The light has a memory mode, so it will retain this output setting until you activate another ramping sequence. 

There is also a stand-by mode that flashes once every 5 secs (ostensibly to help you find the light in the dark). To access, enter the strobe mode by only soft-pressing on the clicky (i.e. soft-press on, release, soft-press on again within 2 secs and hold). Release to turn off the light while in strobe, and then click-on again after a 2 sec wait. To exit stand-by, simple click-off. Next time to click again, the light will come back on in your set output state.

_Basically, what you have is a single selectable output level light, with the option of rapid access to a strobe mode - or more cumbersome access to a ramp or stand-by modes._

Personally, I find this limiting in actual usage and not at all intuitive. A couple of set-able output modes (and a couple of quick shortcuts to min/max) would have been better. It is also a bit cumbersome, since after turning your light off, you have to wait ~5 secs or so before trying to turn it back on again, or you will find yourself in strobe (under 2 sec wait), or at the start of the ramp (2-4 sec wait). 

Note that the manual erroneously makes it sound like you will always wind up in the ramp for any off-time longer than 2 secs. :thinking: Ironically, this was an issue with original defective pill, which would indeed occasionally forget how long it was off and started ramping upon first use after a long off period. I'm happy to report the revised pill does not suffer from this intermittent fault.

_*UPDATE 03/23/09:* The DX unit has exactly the same interface as the original/revised EDC._

Here's how the EDC compares to some of the other 1xAA competition






Regal EDC with standard bezel: weight 63.6g, length 105mm, width (bezel) 31mm, width (tailcap) 20mm.

Regal EDC with Hawk Snipe bezel: weight 127.2g, length 138mm, width (bezel) 50mm, width (tailcap) 20mm.

*Beamshots*

For beamshots, below is a comparison of the Regal EDC to well-known 1AA lights. "Regal EDC" refers to the standard bezel. All lights on Eneloops on max, ~0.5 m from a white wall. 

*1/25sec, f3.2*









*1/100sec, f3.2*









*1/800sec, f3.2*









As you can see above, even the standard bezel produces a very wide spill beam. In fact, it's spill beam is wider than the Hawk Snipe, which is more focussed for throw. I would say the standard bezel beam pattern is still somewhat ringy, but generally quite good.

(Raw data)

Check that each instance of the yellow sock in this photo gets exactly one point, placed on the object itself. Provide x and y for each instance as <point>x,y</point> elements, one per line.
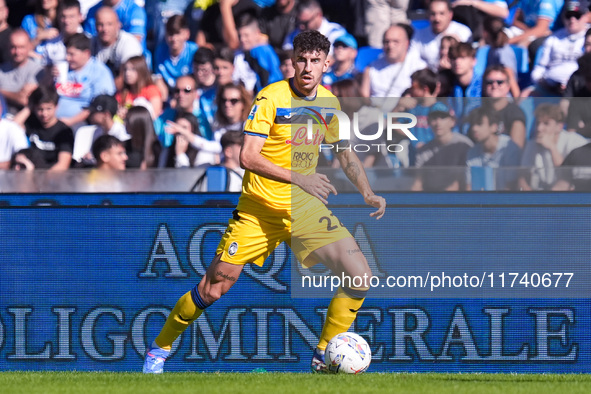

(Problem) Pick up the Regal EDC flashlight review after its final sentence and carry it forward.

(Solved exercise)
*Testing Method:* All my output numbers are relative for my home-made light box setup, a la Quickbeam's flashlightreviews.com method. You can directly compare all my relative output values from different reviews - i.e. an output value of "10" in one graph is the same as "10" in another. All runtimes are done under a cooling fan. Throw values are the square-root of lux measurements taken at 1 meter from the lens, using a light meter.

_*Note:* *For the sake of the runtime and output comparisons, I've left the original defective circuit results ("Regal EDC Orig") so that you can compare to the revised circuit that is now shipping with the light ("Regal EDC Rev"). *_

*Throw/Output Summary Chart:*






As you can see, max output of the revised EDC circuit is about half that of the original "defective" circuit on 14500. Max NiMH output levels have also been reduced, although to a much lesser extent.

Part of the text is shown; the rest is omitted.